+++ Source data
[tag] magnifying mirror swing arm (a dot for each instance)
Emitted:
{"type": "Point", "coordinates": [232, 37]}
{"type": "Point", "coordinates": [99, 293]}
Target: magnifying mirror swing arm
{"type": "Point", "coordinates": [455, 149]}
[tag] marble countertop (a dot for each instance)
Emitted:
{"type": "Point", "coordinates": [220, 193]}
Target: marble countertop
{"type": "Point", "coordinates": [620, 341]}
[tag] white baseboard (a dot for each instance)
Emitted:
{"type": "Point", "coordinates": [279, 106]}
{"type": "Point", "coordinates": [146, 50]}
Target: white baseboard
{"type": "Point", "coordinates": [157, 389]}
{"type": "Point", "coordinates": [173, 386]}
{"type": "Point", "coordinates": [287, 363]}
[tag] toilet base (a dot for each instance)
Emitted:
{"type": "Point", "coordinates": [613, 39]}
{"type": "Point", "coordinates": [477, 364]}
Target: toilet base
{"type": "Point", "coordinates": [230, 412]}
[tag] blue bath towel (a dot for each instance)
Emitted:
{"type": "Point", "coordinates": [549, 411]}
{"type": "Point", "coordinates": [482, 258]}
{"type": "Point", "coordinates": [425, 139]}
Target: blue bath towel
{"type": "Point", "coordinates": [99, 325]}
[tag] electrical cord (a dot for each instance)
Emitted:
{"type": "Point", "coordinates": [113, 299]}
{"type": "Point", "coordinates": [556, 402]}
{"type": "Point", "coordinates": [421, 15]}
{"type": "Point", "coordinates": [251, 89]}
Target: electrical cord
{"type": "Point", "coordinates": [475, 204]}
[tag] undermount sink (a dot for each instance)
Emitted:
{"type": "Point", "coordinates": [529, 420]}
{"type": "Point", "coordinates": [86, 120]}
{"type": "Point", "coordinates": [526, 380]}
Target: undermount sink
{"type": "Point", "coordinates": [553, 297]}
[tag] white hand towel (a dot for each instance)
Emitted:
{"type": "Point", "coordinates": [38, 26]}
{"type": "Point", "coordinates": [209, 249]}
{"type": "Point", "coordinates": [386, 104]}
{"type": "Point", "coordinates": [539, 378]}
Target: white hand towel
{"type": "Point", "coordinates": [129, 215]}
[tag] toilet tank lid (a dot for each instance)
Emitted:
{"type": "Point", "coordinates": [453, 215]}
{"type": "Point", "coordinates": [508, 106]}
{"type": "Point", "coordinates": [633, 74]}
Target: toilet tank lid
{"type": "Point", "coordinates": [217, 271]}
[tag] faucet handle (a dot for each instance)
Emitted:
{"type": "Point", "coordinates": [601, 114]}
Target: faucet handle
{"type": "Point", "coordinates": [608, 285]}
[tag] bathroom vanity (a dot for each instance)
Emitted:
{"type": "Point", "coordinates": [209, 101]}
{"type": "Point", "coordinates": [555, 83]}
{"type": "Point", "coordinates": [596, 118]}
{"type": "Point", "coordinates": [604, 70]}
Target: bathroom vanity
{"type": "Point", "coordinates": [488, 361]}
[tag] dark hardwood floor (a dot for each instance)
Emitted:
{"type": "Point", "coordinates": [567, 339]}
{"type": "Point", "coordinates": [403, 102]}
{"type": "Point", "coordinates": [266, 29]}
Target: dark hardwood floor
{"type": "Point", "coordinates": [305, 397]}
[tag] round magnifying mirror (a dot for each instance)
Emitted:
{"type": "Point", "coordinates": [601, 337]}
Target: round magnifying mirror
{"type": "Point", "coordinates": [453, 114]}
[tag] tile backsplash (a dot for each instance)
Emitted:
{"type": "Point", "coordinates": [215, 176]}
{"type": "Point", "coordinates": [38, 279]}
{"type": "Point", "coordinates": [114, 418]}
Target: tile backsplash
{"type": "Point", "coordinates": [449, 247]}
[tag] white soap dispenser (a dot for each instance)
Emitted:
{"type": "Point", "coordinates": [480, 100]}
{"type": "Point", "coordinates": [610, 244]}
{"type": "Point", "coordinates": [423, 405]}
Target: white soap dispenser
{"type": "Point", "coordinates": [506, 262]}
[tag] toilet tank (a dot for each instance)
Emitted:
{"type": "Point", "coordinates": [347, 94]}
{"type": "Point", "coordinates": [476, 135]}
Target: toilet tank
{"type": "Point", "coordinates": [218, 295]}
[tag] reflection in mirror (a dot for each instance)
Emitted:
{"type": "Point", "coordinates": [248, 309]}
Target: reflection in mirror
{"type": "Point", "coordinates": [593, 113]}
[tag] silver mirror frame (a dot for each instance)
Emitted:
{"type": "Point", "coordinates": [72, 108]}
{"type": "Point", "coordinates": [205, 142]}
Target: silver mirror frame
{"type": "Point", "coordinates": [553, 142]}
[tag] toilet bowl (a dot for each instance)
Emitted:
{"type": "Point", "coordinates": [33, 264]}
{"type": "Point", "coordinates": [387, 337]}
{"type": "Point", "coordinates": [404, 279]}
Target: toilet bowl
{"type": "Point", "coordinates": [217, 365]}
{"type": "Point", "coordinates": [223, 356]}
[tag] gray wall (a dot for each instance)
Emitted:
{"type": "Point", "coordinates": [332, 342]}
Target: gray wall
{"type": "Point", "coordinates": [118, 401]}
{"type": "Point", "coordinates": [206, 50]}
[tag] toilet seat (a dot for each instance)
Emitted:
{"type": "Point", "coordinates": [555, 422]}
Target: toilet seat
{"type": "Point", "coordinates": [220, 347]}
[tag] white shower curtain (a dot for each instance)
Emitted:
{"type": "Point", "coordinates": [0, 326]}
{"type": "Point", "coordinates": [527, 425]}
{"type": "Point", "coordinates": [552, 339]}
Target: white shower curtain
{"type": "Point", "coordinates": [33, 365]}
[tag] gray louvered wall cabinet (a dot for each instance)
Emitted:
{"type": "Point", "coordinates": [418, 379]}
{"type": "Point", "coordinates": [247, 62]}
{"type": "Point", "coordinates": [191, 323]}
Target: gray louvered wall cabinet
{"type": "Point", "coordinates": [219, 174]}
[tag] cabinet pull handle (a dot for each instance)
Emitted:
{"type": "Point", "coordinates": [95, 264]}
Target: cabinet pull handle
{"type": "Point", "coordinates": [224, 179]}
++++++
**Task item**
Take the entries and copy them out exactly.

**Solution to the problem**
[tag] magnifying mirror swing arm (a dot for each instance)
Emitted:
{"type": "Point", "coordinates": [232, 37]}
{"type": "Point", "coordinates": [99, 293]}
Target: magnifying mirror swing arm
{"type": "Point", "coordinates": [455, 149]}
[tag] marble countertop (a dot for each instance)
Emitted:
{"type": "Point", "coordinates": [220, 193]}
Target: marble countertop
{"type": "Point", "coordinates": [620, 341]}
[tag] white baseboard (a dot for each instance)
Emitted:
{"type": "Point", "coordinates": [279, 106]}
{"type": "Point", "coordinates": [146, 50]}
Target: white baseboard
{"type": "Point", "coordinates": [157, 389]}
{"type": "Point", "coordinates": [173, 386]}
{"type": "Point", "coordinates": [287, 363]}
[tag] toilet base (a dot for each instance)
Emitted:
{"type": "Point", "coordinates": [613, 39]}
{"type": "Point", "coordinates": [477, 364]}
Target: toilet base
{"type": "Point", "coordinates": [230, 412]}
[tag] blue bath towel (a dot for each instance)
Emitted:
{"type": "Point", "coordinates": [549, 411]}
{"type": "Point", "coordinates": [482, 258]}
{"type": "Point", "coordinates": [425, 139]}
Target: blue bath towel
{"type": "Point", "coordinates": [99, 325]}
[tag] electrical cord (a dot for each instance)
Emitted:
{"type": "Point", "coordinates": [113, 299]}
{"type": "Point", "coordinates": [556, 402]}
{"type": "Point", "coordinates": [421, 15]}
{"type": "Point", "coordinates": [251, 89]}
Target: electrical cord
{"type": "Point", "coordinates": [475, 204]}
[tag] undermount sink (a dot for each instance)
Emitted:
{"type": "Point", "coordinates": [529, 420]}
{"type": "Point", "coordinates": [86, 120]}
{"type": "Point", "coordinates": [526, 380]}
Target: undermount sink
{"type": "Point", "coordinates": [553, 297]}
[tag] white hand towel (a dot for each instance)
Emitted:
{"type": "Point", "coordinates": [38, 26]}
{"type": "Point", "coordinates": [209, 249]}
{"type": "Point", "coordinates": [386, 104]}
{"type": "Point", "coordinates": [539, 378]}
Target: white hand towel
{"type": "Point", "coordinates": [129, 215]}
[tag] toilet tank lid (a dot for each instance)
Emitted:
{"type": "Point", "coordinates": [453, 215]}
{"type": "Point", "coordinates": [508, 106]}
{"type": "Point", "coordinates": [633, 74]}
Target: toilet tank lid
{"type": "Point", "coordinates": [217, 271]}
[tag] faucet handle (a dot for each instance)
Emitted:
{"type": "Point", "coordinates": [601, 114]}
Target: faucet handle
{"type": "Point", "coordinates": [608, 285]}
[tag] bathroom vanity (a dot for each instance)
Emitted:
{"type": "Point", "coordinates": [209, 101]}
{"type": "Point", "coordinates": [555, 83]}
{"type": "Point", "coordinates": [596, 118]}
{"type": "Point", "coordinates": [604, 70]}
Target: bathroom vanity
{"type": "Point", "coordinates": [488, 361]}
[tag] dark hardwood floor (a dot for each instance)
Emitted:
{"type": "Point", "coordinates": [567, 339]}
{"type": "Point", "coordinates": [403, 102]}
{"type": "Point", "coordinates": [266, 29]}
Target: dark hardwood floor
{"type": "Point", "coordinates": [305, 397]}
[tag] round magnifying mirror (a dot for each instance)
Emitted:
{"type": "Point", "coordinates": [601, 337]}
Target: round magnifying mirror
{"type": "Point", "coordinates": [453, 114]}
[tag] tile backsplash (a dot for each instance)
Emitted:
{"type": "Point", "coordinates": [215, 176]}
{"type": "Point", "coordinates": [38, 279]}
{"type": "Point", "coordinates": [114, 418]}
Target: tile backsplash
{"type": "Point", "coordinates": [449, 247]}
[tag] white soap dispenser (a dot for each instance)
Emitted:
{"type": "Point", "coordinates": [480, 100]}
{"type": "Point", "coordinates": [610, 244]}
{"type": "Point", "coordinates": [423, 405]}
Target: white soap dispenser
{"type": "Point", "coordinates": [506, 262]}
[tag] toilet tank (a dot for each instance)
Emitted:
{"type": "Point", "coordinates": [347, 94]}
{"type": "Point", "coordinates": [476, 135]}
Target: toilet tank
{"type": "Point", "coordinates": [218, 295]}
[tag] reflection in mirror (a dot for each instance)
Emitted:
{"type": "Point", "coordinates": [248, 309]}
Target: reflection in mirror
{"type": "Point", "coordinates": [593, 113]}
[tag] silver mirror frame (a dot for each instance)
Emitted:
{"type": "Point", "coordinates": [72, 108]}
{"type": "Point", "coordinates": [205, 142]}
Target: silver mirror frame
{"type": "Point", "coordinates": [553, 142]}
[tag] toilet bowl (a dot for each instance)
Emitted:
{"type": "Point", "coordinates": [33, 264]}
{"type": "Point", "coordinates": [387, 337]}
{"type": "Point", "coordinates": [404, 279]}
Target: toilet bowl
{"type": "Point", "coordinates": [217, 365]}
{"type": "Point", "coordinates": [223, 356]}
[tag] gray wall (a dot for each instance)
Emitted:
{"type": "Point", "coordinates": [332, 342]}
Target: gray wall
{"type": "Point", "coordinates": [118, 401]}
{"type": "Point", "coordinates": [206, 50]}
[tag] toilet seat (a dot for each instance)
Emitted:
{"type": "Point", "coordinates": [555, 422]}
Target: toilet seat
{"type": "Point", "coordinates": [220, 347]}
[tag] white shower curtain (a dot for each instance)
Emitted:
{"type": "Point", "coordinates": [0, 326]}
{"type": "Point", "coordinates": [527, 425]}
{"type": "Point", "coordinates": [552, 339]}
Target: white shower curtain
{"type": "Point", "coordinates": [33, 365]}
[tag] gray louvered wall cabinet (a dot for each instance)
Emitted:
{"type": "Point", "coordinates": [418, 379]}
{"type": "Point", "coordinates": [247, 62]}
{"type": "Point", "coordinates": [191, 323]}
Target: gray louvered wall cabinet
{"type": "Point", "coordinates": [219, 174]}
[tag] cabinet pull handle (a dot for each instance)
Emitted:
{"type": "Point", "coordinates": [95, 264]}
Target: cabinet pull handle
{"type": "Point", "coordinates": [224, 179]}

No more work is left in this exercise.